**Compito assegnato 1:**
Trascrivi senza modifiche la parte dei record che va dal loro inizio fino alla riga che contiene "[477,185,487,221]", compresi entrambi gli estremi. Lascia fuori dalla risposta le immagini.

**Testo estratto:**
┄┄┄┄┄┄

Storia dell'articolo

Chiudi

Questo articolo è stato pubblicato il 01 maggio 2011 alle ore 08:20.

My24

Il poeta Mario de Sa-Carneiro, amico e compagno per un pezzo di strada di Fernando Pessoa, voleva lasciare questo mondo e andarsene in giro per le stelle. Voleva disciogliersi, smaterializzarsi, fare capolino sopra la vita passando da una stella all'altra, collegandole con il suo passaggio, creando un disegno con il proprio stesso migrare astrarle. Cercò di farlo, di diventare una stella, e però forse scelse la stella sbagliata, o inciampò, e tra una stella e l'altra, prima che il disegno fosse finito, precipitò in terra. Prima di scivolare, nel marzo del 1916, prese la penna e scrisse a Pessoa: «A meno di un miracolo, il prossimo lunedì il tuo amico Mario de Sa-Carneiro prenderà una forte dose di stricnina e sparirà da questo mondo». In realtà passò un mese e poi la sua stella, appesantita da una vita che l'aveva sfiancanta, cadde giù.

┄┄┄┄┄┄

**Voci del dataset:**
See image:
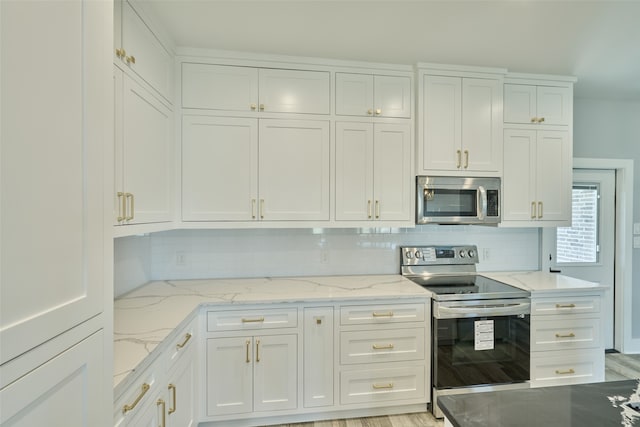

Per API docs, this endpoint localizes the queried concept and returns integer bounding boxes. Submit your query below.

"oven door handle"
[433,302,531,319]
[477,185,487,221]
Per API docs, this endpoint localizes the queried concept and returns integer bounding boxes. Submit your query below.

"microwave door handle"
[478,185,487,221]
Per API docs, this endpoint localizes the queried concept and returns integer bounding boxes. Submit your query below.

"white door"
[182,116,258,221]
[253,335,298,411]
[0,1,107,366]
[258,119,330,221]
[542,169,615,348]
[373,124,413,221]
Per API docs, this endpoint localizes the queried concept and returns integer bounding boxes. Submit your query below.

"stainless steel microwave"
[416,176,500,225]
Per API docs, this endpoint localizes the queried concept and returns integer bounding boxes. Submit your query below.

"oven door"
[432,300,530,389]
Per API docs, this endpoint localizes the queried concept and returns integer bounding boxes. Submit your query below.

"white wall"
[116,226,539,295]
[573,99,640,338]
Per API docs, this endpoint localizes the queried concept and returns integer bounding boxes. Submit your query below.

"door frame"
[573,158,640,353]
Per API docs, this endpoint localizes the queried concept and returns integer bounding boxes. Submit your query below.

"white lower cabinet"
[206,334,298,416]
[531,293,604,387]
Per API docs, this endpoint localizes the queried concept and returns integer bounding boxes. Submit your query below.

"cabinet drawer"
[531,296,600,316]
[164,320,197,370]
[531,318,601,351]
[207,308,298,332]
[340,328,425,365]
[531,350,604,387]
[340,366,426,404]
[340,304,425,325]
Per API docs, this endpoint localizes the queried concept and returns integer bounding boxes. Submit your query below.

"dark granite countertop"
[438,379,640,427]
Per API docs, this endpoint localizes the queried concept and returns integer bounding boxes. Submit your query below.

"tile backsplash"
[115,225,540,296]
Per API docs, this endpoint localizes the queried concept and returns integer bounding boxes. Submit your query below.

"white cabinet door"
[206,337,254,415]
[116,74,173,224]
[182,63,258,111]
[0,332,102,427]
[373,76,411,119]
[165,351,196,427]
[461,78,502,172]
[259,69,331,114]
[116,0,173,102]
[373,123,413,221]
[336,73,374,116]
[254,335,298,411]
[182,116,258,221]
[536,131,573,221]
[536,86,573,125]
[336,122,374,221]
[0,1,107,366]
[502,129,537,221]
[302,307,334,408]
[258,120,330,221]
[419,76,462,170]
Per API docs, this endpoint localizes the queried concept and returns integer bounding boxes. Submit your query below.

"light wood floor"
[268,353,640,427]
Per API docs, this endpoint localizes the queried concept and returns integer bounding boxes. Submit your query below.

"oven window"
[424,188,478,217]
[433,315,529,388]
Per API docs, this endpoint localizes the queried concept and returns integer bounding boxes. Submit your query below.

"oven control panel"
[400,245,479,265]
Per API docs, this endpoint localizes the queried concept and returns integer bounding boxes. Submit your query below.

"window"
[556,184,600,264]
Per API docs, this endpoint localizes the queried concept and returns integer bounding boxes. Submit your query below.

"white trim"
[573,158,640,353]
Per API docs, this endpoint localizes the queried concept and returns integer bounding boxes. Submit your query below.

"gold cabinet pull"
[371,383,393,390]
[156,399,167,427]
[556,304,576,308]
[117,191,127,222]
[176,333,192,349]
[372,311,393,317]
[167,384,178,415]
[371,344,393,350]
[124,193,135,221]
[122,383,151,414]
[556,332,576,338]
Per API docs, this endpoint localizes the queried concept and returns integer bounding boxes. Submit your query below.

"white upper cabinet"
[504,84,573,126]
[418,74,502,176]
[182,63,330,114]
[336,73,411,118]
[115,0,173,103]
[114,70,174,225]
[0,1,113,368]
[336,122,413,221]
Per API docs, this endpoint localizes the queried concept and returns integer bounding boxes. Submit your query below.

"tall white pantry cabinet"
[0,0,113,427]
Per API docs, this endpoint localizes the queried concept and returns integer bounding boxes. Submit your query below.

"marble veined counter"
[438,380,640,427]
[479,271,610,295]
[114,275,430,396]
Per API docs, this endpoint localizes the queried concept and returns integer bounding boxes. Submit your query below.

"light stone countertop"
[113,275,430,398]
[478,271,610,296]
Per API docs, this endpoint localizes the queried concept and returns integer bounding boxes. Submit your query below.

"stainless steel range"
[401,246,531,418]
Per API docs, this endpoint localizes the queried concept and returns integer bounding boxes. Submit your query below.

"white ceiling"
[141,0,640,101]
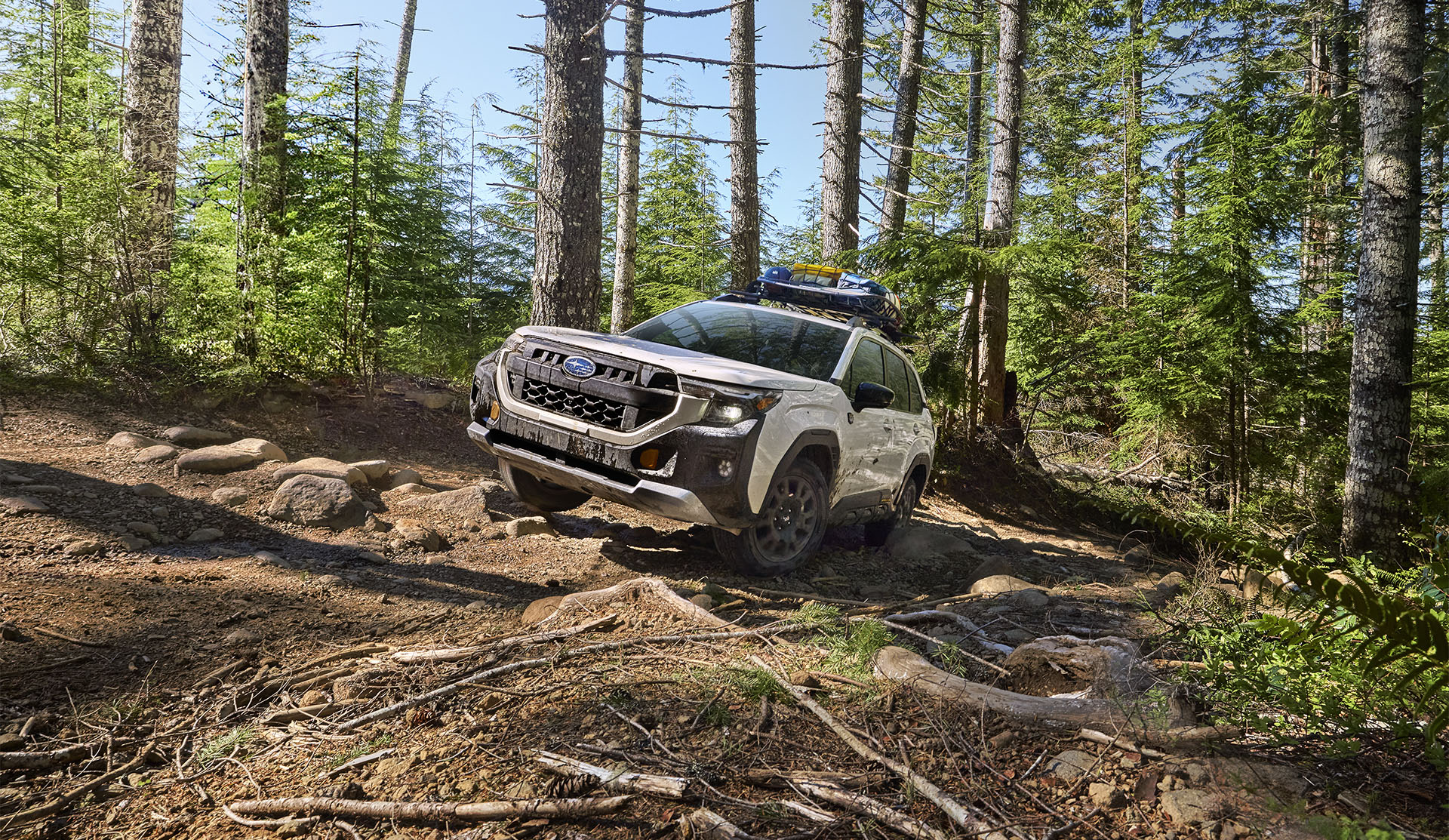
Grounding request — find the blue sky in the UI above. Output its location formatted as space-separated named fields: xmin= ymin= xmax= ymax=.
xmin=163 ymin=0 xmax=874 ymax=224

┄┄┄┄┄┄

**Compito assegnato 2:**
Ripeti parola per parola la parte del brano su Mario de Sa-Carneiro che inizia con le parole "Il poeta Mario" e finisce con "sfiancanta, cadde giù.".

**Risposta completa 1:**
See image:

Per API docs, this endpoint localizes the queried concept and returns integer bounding boxes. Submit your query below.

"oven door handle"
[433,302,531,319]
[477,185,487,221]

**Risposta completa 2:**
Il poeta Mario de Sa-Carneiro, amico e compagno per un pezzo di strada di Fernando Pessoa, voleva lasciare questo mondo e andarsene in giro per le stelle. Voleva disciogliersi, smaterializzarsi, fare capolino sopra la vita passando da una stella all'altra, collegandole con il suo passaggio, creando un disegno con il proprio stesso migrare astrarle. Cercò di farlo, di diventare una stella, e però forse scelse la stella sbagliata, o inciampò, e tra una stella e l'altra, prima che il disegno fosse finito, precipitò in terra. Prima di scivolare, nel marzo del 1916, prese la penna e scrisse a Pessoa: «A meno di un miracolo, il prossimo lunedì il tuo amico Mario de Sa-Carneiro prenderà una forte dose di stricnina e sparirà da questo mondo». In realtà passò un mese e poi la sua stella, appesantita da una vita che l'aveva sfiancanta, cadde giù.